TEXT EXTRACT:
The 2016 ICE BIM Heat Map is now open. Please fill in your responses.
The ICE BIM Action Group first started gathering information about the impact of BIM and the infrastructure industry, within and beyond its membership, in 2013. This, the third year of conducting the survey, has allowed us to further adjust some of the questions to keep pace with the changes continuing to occur in response to the UK Government BIM Strategy, and to delve deeper into some of the key issues.
As a consequence, we have had to make some adjustments to allow comparison between the last 3 years, and to accurately identify overall trends across the industry. You will see these changes reflected in the Heat Maps shown in the tables below:
The survey was carried out using the 5 point symmetric Likert scaling method. The respondent is given a statement to which they provide their opinion. Each response is evenly weighted (Strongly Agree=5, Agree=4 etc.) and the average is used over all the responses. The responses are all broken down by sector and the averages are mapped as a colour to provide the above heat maps. A full size .pdf of the 2015 Heat Map is available on request to firstname.lastname@example.org.
In reflecting on variances across the sectors it appears as though Airports, Tunnelling, Major Projects and Power sectors have continued to have positive responses between 2014 and 2015. Additionally the respondents from the Rail sector have become more aware of BIM and the process’ surrounding it in the last year. This may be down to increasing commitment from the likes of Network Rail and High Speed 2 and the impending deadline of the Government Construction Strategy (published in May 2011)
The Floodworks sector appears to have the most issues, with a majority of respondents not understanding the key procedural elements of BIM. Interestingly the Roads sector has responded quite negatively to this year’s survey despite the increased focus on BIM being rolled out by Highways England and other centrally funded clients. The road results could be skewed however, due in part, to the extreme variation in value of road jobs and the interest (or lack thereof) from various district councils.

YOUR TASKS:
(a) List every industry sector named in the BIM heat map text.
(b) For each statement, say whether the BIM heat map text agrees, and quote the words that decide it. (i) The ICE BIM Action Group began gathering information in 2013. (ii) The survey used a seven-point scale. (iii) The Roads sector gave positive responses this year.
(c) Please carry on the BIM heat map text from its last sentence.
The data that comes next has no connection to the BIM heat map text.

MATERIAL PROVIDED:
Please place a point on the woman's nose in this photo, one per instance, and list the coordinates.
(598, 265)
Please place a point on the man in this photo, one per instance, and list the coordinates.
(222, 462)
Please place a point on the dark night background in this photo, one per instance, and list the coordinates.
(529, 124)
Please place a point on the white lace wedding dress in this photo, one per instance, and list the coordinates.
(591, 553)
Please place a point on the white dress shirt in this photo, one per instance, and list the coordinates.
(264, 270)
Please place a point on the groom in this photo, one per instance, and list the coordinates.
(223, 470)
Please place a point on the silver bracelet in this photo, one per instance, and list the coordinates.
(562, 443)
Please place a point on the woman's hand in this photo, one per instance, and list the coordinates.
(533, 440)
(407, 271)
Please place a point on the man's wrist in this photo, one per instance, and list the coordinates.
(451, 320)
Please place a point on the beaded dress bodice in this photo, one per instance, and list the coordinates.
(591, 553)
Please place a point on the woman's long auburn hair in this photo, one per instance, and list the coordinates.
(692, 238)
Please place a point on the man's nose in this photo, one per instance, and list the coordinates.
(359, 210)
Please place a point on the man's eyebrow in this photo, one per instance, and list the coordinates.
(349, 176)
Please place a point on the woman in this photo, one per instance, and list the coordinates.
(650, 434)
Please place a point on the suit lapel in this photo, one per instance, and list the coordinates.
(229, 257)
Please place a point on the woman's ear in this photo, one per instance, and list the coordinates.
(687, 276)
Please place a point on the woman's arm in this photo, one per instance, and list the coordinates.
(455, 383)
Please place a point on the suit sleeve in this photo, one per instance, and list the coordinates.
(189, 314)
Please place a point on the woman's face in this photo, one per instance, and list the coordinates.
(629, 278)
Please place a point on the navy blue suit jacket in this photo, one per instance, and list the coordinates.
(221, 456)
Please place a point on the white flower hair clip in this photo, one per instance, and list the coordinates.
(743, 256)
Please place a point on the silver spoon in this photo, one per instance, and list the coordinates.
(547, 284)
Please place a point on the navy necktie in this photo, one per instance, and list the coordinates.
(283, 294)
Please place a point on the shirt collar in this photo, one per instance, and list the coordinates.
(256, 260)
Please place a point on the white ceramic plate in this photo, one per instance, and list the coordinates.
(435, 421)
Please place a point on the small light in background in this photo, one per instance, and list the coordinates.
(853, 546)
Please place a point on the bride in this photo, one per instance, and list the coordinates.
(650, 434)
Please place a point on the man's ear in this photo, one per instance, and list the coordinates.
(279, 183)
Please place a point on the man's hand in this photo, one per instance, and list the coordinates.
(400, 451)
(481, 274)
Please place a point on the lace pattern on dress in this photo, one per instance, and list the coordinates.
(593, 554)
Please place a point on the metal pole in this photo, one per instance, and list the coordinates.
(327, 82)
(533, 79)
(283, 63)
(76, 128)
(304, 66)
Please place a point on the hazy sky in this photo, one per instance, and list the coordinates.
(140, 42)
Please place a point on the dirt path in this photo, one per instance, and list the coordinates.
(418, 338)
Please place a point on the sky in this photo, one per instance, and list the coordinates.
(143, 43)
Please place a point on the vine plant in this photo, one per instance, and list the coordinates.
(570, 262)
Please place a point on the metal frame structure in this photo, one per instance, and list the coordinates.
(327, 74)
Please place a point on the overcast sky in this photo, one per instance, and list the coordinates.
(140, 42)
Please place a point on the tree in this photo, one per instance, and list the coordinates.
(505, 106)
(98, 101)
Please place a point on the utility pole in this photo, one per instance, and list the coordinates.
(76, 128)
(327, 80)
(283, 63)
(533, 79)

EXPECTED OUTPUTS:
(a) Airports, Tunnelling, Major Projects, Power, Rail, Floodworks, Roads

(b)
(i) Yes: "first started gathering information about the impact of BIM and the infrastructure industry, within and beyond its membership, in 2013"
(ii) No: "5 point symmetric Likert scaling method"
(iii) No: "the Roads sector has responded quite negatively to this year’s survey"

(c)
Overall comparisons between 2013 - 2015
When we look back over the previous year’s results there is something promising that can be taken from the responses. Back in 2013 it appears as though people responded to the survey with much more polar responses, with “Strongly Agree” and “Strongly Disagree” showing up often. This can be rationalised by the fact that in 2013 BIM was quite fledgling in the Civil Engineering and Construction industry. It is likely that the respondents had either heard of BIM or not, meaning there was not much of a middle ground.
In 2014 none of the average scores came out as “Strongly Disagree” and the number of “Disagree” responses also declined being replaced primarily with “Neither Agree Nor Disagree”. This shows a clear increase in the in understanding of BIM and a more consistent response amongst sectors.
More interestingly in 2015 the results have continued to even out with the almost all the results averaging out at “Agree” or “Neither Agree nor Disagree”. This could be caused by respondents having acquired an increased understanding of BIM and the processes surrounding it, which presumably is based on experience instead of theory. An example of this would be the question “I believe BIM will help mitigate project risks” in 2014 a majority of individuals responded with “Strongly Agree” in contrast to 2015 where a majority responded with simply “Agree”. The reason for this, the respondents have realised that while BIM can mitigate some risks, it cannot mitigate them all. It could also be argued that some of the initial excitement around BIM has faded, it is no longer seen as the new hot topic and is instead becoming a default way of working.
Overall Comparisons 2014/2015
When the survey results are taken in their entirety we can analyse how the construction industry is looking as a whole instead of by sector. For this analysis the “Strongly Agree” and “Agree” responses have been grouped together and compared with the “Strongly Disagree” and “Disagree”. The results have been proportionately scaled to take into account the variation in the number of respondents between the 2014 and 2015 surveys.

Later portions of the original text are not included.